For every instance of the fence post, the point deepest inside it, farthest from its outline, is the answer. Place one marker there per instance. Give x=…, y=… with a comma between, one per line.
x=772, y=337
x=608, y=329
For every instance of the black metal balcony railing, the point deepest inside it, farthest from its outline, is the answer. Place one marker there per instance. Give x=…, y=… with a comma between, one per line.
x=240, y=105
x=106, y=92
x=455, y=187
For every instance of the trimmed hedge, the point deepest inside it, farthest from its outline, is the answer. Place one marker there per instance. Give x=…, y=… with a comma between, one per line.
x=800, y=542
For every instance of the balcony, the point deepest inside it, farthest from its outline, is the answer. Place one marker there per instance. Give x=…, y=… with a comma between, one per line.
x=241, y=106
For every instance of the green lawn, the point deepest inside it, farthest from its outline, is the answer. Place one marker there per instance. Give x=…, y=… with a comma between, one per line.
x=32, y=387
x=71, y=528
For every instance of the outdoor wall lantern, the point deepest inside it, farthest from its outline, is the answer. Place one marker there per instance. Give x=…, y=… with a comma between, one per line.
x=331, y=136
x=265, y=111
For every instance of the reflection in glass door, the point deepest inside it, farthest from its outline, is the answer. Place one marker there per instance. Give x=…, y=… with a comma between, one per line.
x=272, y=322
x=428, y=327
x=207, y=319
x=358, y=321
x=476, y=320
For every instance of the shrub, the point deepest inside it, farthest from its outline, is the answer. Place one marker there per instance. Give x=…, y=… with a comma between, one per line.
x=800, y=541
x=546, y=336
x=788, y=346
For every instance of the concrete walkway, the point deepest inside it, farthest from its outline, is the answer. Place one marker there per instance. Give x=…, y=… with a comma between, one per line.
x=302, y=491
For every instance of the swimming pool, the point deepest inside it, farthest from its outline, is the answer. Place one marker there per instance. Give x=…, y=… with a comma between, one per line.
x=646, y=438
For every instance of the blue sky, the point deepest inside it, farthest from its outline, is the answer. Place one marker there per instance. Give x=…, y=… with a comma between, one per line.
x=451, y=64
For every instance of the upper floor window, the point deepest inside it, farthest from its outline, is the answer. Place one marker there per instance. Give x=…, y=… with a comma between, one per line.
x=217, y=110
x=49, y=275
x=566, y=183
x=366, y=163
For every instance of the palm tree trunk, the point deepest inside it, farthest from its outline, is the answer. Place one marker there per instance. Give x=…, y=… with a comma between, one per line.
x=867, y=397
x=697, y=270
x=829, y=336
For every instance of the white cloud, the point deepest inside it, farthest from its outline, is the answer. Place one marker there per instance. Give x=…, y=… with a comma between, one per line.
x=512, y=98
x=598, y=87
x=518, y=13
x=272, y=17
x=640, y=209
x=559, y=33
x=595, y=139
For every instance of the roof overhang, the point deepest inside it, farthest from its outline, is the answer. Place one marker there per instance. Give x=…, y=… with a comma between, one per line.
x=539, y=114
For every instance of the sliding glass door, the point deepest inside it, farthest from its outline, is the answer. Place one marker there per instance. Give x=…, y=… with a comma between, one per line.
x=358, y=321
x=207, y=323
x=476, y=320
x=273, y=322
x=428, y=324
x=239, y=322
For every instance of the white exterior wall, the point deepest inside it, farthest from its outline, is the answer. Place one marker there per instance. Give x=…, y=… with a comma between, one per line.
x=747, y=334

### AIM OF THE EXERCISE
Return the lines between the one containing "For every instance of the green" and the one containing "x=788, y=346", inclusive, copying them exactly.

### EXERCISE ANSWER
For every instance of the green lawn, the point deepest inside it, farthest from its outline, is the answer. Place one marker there per instance. Give x=…, y=… with a comma between, one per line.
x=32, y=387
x=71, y=528
For every instance of the outdoor wall lantern, the point deepest inside it, farthest from its outline, is the answer. Place one marker there per instance. Give x=…, y=… with a comma between, one per line.
x=331, y=136
x=265, y=111
For every instance of the reflection in glass door, the point deepest inside it, farthest from its outline, is the answer. Place one marker there per instance. Give x=…, y=… with a comma between, one per line.
x=272, y=322
x=428, y=327
x=207, y=319
x=358, y=321
x=476, y=320
For every instance of the shrub, the point deepest inside it, farthest from its outline, is the answer. Place one marker there per instance. Give x=…, y=… with a comma between, one per line.
x=800, y=541
x=546, y=336
x=788, y=346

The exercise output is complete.